- Предложенный отрывок:
* * * * * * * * *
Но ему не дали говорить много: Михаиле Татищев, им спасенный от ссылки, завопил: «злодей! иди в ад вместе с твоим царем!» и ножом ударил его в сердце. Басманов испустил дух и мертвый был сброшен с крыльца… судьба достойная изменника и ревностного слуги злодейства, но жалостная для человека, который мог и не захотел быть честию России!

Уже народ вломился во дворец, обезоружил телохранителей, искал расстриги и не находил: дотоле смелый и неустрашимый, Самозванец, в смятении ужаса кинув свой меч, бегал из комнаты в комнату, рвал на себе волосы и, не видя иного спасения, выскочил из палат в окно на житный двор — вывихнул себе ногу, разбил грудь, голову, и лежал в крови. Тут узнали его стрельцы, которые в сем месте были на страже и не участвовали в заговоре: они взяли расстригу, посадили на фундамент сломанного дворца годуновского, отливали водою, изъявляли жалость. Самозванец, омывая теплою кровию развалины Борисовых чертогов (где жило некогда счастие, и также изменило своему любимцу), пришел в себя: молил стрельцов быть ему верными, обещал им богатство и чины. Уже стеклося вокруг их множество людей: хотели взять расстригу; но стрельцы не выдавали его и требовали свидетельства царицы-инокини, говоря: «если он сын ее, то мы умрем за него, а если царица скажет, что он Лжедимитрий, то волен в нем Бог». Сие условие было принято. Мнимая мать Самозванцева, вызванная боярами из келий, торжественно объявила народу, что истинный Димитрий скончался на руках ее в Угличе; что она, как жена слабая, действием угроз и лести была вовлечена в грех бессовестной лжи: неизвестного ей человека назвала сыном, раскаялась и молчала от страха, но тайно открывала истину многим людям. Призвали и родственников ее, Нагих: они сказали то же, вместе с нею виняся пред Богом и Россиею. Чтобы еще более удостоверить народ, Марфа показала ему изображение младенческого лица Димитриева, которое у нее хранилось и нимало не сходствовало с чертами лица расстригина.
* * * * * * * * *
- Исходные данные:
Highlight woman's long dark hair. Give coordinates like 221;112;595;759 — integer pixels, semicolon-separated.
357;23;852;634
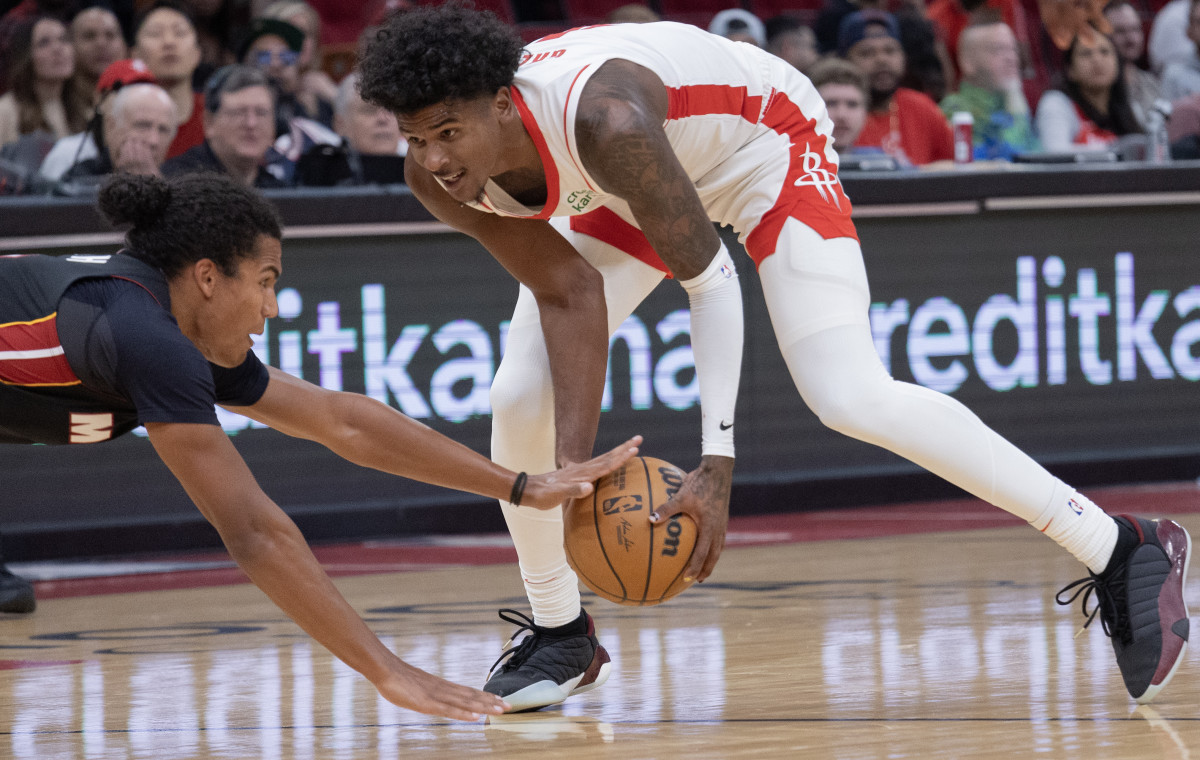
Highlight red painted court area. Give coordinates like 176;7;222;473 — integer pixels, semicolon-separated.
28;481;1200;599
* * * * * * * * *
- Условие задания:
Перепишите из отрывка о гибели Самозванца часть от слов «Но ему не дали» до слов «быть честию России!» включительно.

- Ответ:
Но ему не дали говорить много: Михаиле Татищев, им спасенный от ссылки, завопил: «злодей! иди в ад вместе с твоим царем!» и ножом ударил его в сердце. Басманов испустил дух и мертвый был сброшен с крыльца… судьба достойная изменника и ревностного слуги злодейства, но жалостная для человека, который мог и не захотел быть честию России!